Source:

——

Bayesianism — preposterous mumbo jumbo
July 23, 2014Leave a commentGo to comments
from Lars Syll
Neoclassical economics nowadays usually assumes that agents that have to make choices under conditions of uncertainty behave according to Bayesian rules (preferably the ones axiomatized by Ramsey (1931), de Finetti (1937) or Savage (1954)) – that is, they maximize expected utility with respect to some subjective probability measure that is continually updated according to Bayes theorem. If not, they are supposed to be irrational, and ultimately – via some “Dutch book” or “money pump” argument – susceptible to being ruined by some clever “bookie”.
Bayesianism reduces questions of rationality to questions of internal consistency (coherence) of beliefs, but – even granted this questionable reductionism – do rational agents really have to be Bayesian? As I have been arguing elsewhere (e. g.here and here) there is no strong warrant for believing so.
In many of the situations that are relevant to economics one could argue that there is simply not enough of adequate and relevant information to ground beliefs of a probabilistic kind, and that in those situations it is not really possible, in any relevant way, to represent an individual’s beliefs in a single probability measure.

——

Raw data:

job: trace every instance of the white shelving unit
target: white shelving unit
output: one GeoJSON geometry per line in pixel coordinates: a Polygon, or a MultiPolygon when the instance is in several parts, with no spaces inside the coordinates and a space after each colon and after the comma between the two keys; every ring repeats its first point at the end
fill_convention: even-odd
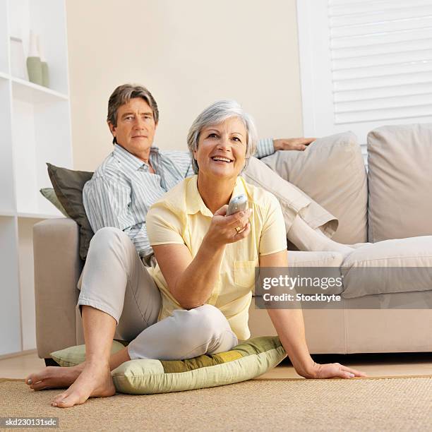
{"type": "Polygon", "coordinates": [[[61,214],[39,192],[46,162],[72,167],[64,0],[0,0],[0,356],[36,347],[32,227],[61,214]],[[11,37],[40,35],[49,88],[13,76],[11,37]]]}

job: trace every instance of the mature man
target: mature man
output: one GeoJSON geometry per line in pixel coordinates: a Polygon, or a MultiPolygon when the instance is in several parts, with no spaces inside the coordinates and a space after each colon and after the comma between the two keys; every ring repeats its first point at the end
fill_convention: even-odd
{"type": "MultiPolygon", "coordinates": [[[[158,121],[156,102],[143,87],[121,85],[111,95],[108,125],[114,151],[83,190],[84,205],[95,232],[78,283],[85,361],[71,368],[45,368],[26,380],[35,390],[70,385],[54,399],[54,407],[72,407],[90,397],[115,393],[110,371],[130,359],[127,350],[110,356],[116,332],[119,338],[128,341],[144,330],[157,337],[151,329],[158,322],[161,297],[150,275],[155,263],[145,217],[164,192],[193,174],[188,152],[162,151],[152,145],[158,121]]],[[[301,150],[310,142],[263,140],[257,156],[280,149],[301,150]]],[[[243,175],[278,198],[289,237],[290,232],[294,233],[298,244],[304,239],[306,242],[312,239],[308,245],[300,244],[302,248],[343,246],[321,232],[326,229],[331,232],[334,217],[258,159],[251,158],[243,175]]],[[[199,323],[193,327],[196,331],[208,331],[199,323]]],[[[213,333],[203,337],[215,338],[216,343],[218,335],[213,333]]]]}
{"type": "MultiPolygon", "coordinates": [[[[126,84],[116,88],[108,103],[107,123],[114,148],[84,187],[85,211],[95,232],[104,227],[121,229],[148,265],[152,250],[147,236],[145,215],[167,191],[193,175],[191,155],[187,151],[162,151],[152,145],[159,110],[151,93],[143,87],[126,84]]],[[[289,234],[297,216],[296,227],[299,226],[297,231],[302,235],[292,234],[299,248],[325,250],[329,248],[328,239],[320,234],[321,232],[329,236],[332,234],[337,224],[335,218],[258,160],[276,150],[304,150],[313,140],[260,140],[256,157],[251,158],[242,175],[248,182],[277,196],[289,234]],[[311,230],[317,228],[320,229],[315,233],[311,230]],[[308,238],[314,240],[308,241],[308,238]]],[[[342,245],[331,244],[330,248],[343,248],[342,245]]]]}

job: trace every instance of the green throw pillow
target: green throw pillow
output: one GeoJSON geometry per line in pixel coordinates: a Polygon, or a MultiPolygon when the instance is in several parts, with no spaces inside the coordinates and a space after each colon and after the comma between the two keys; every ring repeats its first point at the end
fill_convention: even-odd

——

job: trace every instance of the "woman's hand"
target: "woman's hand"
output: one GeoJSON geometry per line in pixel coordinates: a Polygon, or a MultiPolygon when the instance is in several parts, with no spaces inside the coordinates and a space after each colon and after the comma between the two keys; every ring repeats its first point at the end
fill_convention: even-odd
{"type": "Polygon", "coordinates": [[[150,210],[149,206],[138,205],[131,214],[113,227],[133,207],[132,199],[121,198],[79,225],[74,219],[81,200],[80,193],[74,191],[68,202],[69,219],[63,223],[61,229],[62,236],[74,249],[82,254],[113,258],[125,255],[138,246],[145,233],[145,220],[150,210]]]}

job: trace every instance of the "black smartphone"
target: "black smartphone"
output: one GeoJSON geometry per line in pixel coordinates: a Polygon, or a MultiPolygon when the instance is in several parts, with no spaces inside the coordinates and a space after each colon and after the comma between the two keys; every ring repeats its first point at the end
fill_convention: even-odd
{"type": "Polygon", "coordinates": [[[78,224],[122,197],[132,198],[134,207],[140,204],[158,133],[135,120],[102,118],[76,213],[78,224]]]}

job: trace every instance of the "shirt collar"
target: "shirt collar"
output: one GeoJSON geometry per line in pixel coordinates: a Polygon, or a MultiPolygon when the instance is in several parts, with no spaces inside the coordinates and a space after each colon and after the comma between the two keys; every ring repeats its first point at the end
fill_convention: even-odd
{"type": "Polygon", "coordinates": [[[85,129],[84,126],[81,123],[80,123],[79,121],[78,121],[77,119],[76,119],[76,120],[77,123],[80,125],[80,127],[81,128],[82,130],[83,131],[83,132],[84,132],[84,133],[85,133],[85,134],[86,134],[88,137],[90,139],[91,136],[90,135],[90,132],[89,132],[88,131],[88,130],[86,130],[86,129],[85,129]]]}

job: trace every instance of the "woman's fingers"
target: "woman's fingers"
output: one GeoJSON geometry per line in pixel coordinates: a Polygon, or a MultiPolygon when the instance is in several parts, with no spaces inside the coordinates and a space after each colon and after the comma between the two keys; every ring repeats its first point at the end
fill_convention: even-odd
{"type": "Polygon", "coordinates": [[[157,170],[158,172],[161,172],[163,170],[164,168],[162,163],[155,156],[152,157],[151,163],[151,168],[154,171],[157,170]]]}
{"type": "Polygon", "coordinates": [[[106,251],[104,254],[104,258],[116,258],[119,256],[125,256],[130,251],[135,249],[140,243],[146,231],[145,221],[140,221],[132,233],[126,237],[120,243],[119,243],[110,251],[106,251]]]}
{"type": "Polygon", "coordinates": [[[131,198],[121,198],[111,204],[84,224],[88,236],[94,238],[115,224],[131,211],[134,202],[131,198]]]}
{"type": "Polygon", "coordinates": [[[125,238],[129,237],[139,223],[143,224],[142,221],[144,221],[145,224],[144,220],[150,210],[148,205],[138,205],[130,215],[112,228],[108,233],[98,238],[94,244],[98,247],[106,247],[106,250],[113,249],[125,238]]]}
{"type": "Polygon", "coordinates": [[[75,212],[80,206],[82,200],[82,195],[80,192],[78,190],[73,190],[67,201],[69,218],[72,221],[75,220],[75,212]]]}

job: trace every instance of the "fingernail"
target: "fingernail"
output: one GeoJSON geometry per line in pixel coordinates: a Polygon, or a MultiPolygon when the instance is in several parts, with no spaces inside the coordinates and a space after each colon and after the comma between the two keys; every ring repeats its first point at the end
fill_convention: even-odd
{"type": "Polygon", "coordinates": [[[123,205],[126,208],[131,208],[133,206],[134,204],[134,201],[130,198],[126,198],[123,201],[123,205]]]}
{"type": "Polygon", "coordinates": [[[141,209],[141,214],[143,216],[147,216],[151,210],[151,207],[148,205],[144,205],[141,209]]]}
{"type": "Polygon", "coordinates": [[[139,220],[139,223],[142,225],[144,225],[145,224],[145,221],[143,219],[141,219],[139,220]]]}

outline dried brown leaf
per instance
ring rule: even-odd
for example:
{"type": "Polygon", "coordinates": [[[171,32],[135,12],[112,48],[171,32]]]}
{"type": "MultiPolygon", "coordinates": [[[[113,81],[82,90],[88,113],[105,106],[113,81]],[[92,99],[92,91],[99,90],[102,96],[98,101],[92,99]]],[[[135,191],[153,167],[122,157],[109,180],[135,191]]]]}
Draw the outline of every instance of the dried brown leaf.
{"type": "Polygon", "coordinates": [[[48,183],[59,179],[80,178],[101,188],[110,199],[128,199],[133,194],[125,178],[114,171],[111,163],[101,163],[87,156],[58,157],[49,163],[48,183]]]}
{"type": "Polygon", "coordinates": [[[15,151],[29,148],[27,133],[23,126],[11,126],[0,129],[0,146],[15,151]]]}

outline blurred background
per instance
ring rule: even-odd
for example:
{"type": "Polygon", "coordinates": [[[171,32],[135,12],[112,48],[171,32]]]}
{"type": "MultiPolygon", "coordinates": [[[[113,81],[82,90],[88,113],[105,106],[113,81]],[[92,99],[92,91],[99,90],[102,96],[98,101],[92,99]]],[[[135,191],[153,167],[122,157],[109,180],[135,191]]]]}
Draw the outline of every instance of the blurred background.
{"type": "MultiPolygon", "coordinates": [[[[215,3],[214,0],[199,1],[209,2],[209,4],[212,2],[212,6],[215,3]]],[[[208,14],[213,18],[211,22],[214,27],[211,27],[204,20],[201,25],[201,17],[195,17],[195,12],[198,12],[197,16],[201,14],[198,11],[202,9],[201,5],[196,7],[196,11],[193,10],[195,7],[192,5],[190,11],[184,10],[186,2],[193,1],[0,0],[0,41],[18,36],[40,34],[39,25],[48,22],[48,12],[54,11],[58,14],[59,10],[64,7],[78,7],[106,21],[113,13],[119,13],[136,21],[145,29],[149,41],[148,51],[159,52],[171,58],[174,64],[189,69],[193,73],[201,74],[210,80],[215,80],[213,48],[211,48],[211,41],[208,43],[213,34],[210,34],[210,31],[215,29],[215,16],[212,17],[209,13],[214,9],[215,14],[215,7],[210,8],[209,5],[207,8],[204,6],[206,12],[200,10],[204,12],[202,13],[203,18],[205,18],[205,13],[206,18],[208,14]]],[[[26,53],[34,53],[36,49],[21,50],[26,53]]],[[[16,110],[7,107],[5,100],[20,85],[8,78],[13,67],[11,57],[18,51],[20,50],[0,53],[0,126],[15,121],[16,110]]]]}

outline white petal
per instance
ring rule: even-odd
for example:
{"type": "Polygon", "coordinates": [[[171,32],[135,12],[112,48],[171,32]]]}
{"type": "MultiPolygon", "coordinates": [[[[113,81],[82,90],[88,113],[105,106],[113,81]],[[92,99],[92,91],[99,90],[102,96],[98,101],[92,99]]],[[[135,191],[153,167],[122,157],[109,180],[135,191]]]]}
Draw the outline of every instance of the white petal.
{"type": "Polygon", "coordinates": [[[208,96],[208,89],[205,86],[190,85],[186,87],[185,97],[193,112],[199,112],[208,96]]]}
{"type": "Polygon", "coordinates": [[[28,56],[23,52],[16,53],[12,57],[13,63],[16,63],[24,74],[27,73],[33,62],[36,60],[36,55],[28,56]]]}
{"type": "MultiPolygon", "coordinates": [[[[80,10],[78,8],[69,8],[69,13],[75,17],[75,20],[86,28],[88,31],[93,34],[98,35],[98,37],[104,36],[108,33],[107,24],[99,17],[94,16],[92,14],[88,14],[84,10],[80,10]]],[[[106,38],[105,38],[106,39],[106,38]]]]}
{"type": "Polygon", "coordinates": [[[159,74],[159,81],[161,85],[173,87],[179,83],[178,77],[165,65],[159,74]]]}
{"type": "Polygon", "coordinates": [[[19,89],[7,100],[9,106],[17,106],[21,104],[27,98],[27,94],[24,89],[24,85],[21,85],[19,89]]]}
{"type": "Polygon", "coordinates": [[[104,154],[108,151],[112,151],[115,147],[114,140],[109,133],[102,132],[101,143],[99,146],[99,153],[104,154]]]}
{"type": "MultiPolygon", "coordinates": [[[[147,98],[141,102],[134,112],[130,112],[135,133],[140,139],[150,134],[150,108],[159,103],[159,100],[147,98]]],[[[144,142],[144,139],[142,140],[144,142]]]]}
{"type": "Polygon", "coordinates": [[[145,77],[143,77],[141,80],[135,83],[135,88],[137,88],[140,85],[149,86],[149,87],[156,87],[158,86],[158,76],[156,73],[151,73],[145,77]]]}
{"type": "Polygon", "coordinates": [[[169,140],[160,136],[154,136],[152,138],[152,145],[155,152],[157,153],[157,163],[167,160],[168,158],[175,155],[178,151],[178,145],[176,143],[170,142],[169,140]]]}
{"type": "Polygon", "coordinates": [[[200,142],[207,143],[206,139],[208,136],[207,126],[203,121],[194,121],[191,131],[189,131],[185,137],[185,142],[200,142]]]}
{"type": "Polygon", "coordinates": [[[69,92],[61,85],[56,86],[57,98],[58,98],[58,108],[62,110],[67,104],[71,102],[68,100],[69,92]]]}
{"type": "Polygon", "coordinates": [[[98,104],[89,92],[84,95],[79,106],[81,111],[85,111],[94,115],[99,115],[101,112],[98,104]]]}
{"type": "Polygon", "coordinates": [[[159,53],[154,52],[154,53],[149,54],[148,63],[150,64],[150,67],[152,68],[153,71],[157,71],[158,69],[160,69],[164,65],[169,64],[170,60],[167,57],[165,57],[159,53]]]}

——

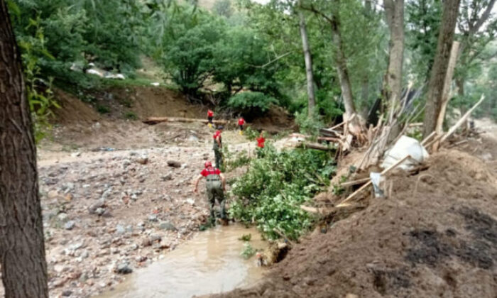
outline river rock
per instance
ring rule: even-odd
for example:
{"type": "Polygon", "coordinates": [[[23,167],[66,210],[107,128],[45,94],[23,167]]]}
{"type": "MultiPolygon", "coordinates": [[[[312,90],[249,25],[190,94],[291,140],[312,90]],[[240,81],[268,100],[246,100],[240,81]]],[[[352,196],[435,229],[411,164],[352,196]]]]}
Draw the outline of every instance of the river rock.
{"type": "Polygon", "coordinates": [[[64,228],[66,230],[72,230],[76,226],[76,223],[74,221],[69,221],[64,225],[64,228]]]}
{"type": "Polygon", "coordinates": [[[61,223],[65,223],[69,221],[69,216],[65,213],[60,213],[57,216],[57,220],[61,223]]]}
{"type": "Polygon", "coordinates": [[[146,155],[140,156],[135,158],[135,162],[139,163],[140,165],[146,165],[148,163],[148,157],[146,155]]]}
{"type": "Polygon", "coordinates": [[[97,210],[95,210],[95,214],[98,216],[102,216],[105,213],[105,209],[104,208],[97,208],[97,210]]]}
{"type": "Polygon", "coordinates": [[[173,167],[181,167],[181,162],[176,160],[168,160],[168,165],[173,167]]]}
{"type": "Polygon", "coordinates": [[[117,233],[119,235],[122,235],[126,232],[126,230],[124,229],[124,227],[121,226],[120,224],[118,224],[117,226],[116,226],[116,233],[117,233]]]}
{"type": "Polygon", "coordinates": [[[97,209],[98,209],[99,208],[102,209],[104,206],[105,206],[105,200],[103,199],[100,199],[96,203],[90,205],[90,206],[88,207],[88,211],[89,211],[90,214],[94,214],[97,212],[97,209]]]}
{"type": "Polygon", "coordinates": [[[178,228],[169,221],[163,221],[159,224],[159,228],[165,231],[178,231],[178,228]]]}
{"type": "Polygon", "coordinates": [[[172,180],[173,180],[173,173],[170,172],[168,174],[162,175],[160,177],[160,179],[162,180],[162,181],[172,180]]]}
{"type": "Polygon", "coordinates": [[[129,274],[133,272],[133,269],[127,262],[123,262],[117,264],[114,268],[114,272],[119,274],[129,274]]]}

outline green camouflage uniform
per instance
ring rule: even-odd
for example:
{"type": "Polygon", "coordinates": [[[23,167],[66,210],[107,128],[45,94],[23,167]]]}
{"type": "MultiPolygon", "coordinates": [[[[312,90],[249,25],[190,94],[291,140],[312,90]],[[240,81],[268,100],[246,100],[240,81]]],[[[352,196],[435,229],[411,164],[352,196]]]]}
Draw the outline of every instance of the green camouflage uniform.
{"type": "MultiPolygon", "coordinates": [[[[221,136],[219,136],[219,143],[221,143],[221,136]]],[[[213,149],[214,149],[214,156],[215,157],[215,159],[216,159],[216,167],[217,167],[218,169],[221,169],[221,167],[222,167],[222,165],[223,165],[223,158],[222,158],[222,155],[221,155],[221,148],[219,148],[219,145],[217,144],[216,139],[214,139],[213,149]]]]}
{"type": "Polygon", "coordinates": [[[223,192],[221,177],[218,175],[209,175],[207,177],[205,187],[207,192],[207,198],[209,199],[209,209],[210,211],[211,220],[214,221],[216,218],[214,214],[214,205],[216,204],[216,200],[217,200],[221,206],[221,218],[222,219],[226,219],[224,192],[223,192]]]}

——

To be done:
• 1. In the Bayesianism post, what does Bayesianism reduce questions of rationality to?
• 2. Duplicate the stretch of the Bayesianism post from "In many of the" through "single probability measure.".
• 3. Go on with the Bayesianism post, starting right after its last sentence.
The data have no connection to the Bayesianism post.

Task responses:
• 1. Questions of internal consistency (coherence) of beliefs.

• 2.
In many of the situations that are relevant to economics one could argue that there is simply not enough of adequate and relevant information to ground beliefs of a probabilistic kind, and that in those situations it is not really possible, in any relevant way, to represent an individual’s beliefs in a single probability measure.

• 3.
The view that Bayesian decision theory is only genuinely valid in a small world was asserted very firmly by Leonard Savage when laying down the principles of the theory in his path-breaking Foundations of Statistics. He makes the distinction between small and large worlds in a folksy way by quoting the proverbs ”Look before you leap” and ”Cross that bridge when you come to it”. You are in a small world if it is feasible always to look before you leap. You are in a large world if there are some bridges that you cannot cross before you come to them.
As Savage comments, when proverbs conflict, it is proverbially true that there is some truth in both—that they apply in different contexts. He then argues that some decision situations are best modeled in terms of a small world, but others are not. He explicitly rejects the idea that all worlds can be treated as small as both ”ridiculous” and ”preposterous” … Frank Knight draws a similar distinction between making decision under risk or uncertainty …
Bayesianism is understood [here] to be the philosophical principle that Bayesian methods are always appropriate in all decision problems, regardless of whether the relevant set of states in the relevant world is large or small. For example, the world in which financial economics is set is obviously large in Savage’s sense, but the suggestion that there might be something questionable about the standard use of Bayesian updating in financial models is commonly greeted with incredulity or laughter.
Someone who acts as if Bayesianism were correct will be said to be a Bayesianite. It is important to distinguish a Bayesian like myself—someone convinced by Savage’s arguments that Bayesian decision theory makes sense in small worlds—from a Bayesianite. In particular, a Bayesian need not join the more extreme Bayesianites in proceeding as though:
• All worlds are small.
• Rationality endows agents with prior probabilities.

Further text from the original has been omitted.